> PROBLEM DESCRIPTION: Scan the entries for the word "uniform", and copy every line where it appears.

> SUPPLIED DATA:
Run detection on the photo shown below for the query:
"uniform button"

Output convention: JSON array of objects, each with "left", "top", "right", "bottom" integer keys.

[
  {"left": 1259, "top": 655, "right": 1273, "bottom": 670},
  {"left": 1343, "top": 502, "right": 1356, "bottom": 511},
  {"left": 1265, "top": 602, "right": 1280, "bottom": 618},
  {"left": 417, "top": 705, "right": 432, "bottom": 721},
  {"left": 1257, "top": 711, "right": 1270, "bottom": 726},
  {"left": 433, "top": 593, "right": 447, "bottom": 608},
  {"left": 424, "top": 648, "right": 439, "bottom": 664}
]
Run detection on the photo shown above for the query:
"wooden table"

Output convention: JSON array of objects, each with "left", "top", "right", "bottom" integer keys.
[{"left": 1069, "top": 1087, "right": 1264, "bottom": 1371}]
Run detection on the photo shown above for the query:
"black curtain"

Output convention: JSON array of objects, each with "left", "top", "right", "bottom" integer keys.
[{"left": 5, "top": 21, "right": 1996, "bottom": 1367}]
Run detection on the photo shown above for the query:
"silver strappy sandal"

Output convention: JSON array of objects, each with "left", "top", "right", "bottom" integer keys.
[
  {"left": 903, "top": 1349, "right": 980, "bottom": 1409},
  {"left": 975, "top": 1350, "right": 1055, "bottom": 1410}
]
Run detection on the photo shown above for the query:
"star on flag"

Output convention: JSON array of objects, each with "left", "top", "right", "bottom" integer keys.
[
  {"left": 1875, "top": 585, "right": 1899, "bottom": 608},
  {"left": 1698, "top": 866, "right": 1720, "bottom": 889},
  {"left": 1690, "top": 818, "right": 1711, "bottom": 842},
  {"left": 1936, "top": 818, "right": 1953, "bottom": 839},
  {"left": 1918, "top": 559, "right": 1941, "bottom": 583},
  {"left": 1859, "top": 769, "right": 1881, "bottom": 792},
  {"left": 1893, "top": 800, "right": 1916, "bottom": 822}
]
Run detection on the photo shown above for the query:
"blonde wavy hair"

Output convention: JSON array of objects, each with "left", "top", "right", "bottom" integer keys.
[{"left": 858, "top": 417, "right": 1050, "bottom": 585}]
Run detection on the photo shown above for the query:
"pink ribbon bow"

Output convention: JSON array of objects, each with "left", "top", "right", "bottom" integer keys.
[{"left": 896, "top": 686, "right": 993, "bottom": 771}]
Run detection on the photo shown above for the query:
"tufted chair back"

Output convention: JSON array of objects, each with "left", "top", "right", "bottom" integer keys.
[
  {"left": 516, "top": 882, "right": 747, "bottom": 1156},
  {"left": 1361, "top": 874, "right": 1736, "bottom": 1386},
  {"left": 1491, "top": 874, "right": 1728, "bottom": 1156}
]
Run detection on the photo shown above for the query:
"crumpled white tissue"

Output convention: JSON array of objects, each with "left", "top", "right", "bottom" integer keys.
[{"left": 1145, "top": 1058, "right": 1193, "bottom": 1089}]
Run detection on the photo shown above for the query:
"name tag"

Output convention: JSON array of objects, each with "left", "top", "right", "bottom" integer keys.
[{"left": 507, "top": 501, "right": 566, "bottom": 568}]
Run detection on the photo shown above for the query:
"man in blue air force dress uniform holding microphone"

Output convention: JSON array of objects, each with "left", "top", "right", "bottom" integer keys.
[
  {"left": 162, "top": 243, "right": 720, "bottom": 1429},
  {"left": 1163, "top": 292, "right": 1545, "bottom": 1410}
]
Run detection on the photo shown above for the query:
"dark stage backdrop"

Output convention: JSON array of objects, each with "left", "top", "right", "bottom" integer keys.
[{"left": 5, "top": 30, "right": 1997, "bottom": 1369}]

> ANSWER TO THIS TASK:
"uniform button"
"man in blue air force dress uniform holding microphone"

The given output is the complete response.